**Document extract:**
****************
What I love about Concrete Armbands is that you never know what they’re going to do. They’re quite capable of doing a country-ish song or a big art-rock song, as well as making some of the heaviest music I’ve heard; although they’re capable of hiding that in a song that starts off sounding electro-pop. So each release is something of a journey of discovery. It also leads to people saying to me ‘Well Frank I liked that song a lot, but why in the hell can’t they sound like that all the time?’. My response is usually an argument starting with the fact that all bands have different influences, and if they want to express those, then that’s a good thing, and ending with the fact that Queen/The Doors/ Led Zeppelin/Bowie did all sorts of things (often on the same album), and they should ‘open their minds’. I don’t agree with the ‘bands should sound the same all the time’ thing. Equally, and for clarity, I feel that if bands chose to make music that is in the same style/genre then that’s fine as well.
Crucially across all of their songs there’s a feel, an approach, that marks them out as Concrete Armbands’ songs. And this is true of all good or great bands that do different styles or genres of music; you need some sort of anchor to go on the band’s musical journey with them.
****************
Coordinate annotation listing:
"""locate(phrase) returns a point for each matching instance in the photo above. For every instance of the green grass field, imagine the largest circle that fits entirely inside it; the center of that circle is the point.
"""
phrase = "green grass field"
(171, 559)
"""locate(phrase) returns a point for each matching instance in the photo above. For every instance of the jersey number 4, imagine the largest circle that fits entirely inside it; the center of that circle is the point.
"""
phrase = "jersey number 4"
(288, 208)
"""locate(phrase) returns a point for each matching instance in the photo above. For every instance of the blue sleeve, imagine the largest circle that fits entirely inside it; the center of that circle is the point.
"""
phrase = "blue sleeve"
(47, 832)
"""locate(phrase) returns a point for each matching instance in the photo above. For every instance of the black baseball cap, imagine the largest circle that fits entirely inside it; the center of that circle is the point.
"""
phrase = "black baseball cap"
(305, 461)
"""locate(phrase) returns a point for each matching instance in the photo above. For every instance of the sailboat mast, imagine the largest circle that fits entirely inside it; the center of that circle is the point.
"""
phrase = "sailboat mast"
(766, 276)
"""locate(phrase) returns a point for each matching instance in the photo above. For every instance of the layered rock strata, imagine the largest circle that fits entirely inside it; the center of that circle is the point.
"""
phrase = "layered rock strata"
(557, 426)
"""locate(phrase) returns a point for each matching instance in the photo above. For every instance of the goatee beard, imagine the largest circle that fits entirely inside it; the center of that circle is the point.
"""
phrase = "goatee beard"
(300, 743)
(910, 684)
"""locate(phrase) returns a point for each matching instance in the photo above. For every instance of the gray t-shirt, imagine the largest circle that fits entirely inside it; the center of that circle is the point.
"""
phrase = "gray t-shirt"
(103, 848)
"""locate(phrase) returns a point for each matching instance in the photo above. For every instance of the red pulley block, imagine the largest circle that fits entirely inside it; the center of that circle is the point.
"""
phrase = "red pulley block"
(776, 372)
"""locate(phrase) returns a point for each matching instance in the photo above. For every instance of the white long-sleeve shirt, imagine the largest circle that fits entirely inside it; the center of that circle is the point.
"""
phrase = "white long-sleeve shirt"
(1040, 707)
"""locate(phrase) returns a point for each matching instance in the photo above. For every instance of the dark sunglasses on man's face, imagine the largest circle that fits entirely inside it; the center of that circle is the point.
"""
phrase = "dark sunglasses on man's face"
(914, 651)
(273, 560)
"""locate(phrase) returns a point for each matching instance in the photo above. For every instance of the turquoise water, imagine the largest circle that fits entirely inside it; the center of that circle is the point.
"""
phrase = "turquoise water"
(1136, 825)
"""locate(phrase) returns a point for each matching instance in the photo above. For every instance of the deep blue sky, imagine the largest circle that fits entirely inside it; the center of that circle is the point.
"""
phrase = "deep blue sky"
****************
**To-do list:**
A) Answer these questions about the music review:
(i) Which acts does the writer cite as having done all sorts of things, often on the same album?
(ii) According to the writer, what do you need in order to go on a band's musical journey with them?
(iii) How does the writer describe each release by Concrete Armbands?
B) Extract every line of the listing that contains the string "baseball". Case counts.
The review and the listing are unrelated to each other.

**Responses by task:**
A)
(i) Queen, The Doors, Led Zeppelin and Bowie.
(ii) Some sort of anchor.
(iii) As something of a journey of discovery.

B)
"""locate(phrase) returns a point for each matching instance in the photo above. For every instance of the black baseball cap, imagine the largest circle that fits entirely inside it; the center of that circle is the point.
phrase = "black baseball cap"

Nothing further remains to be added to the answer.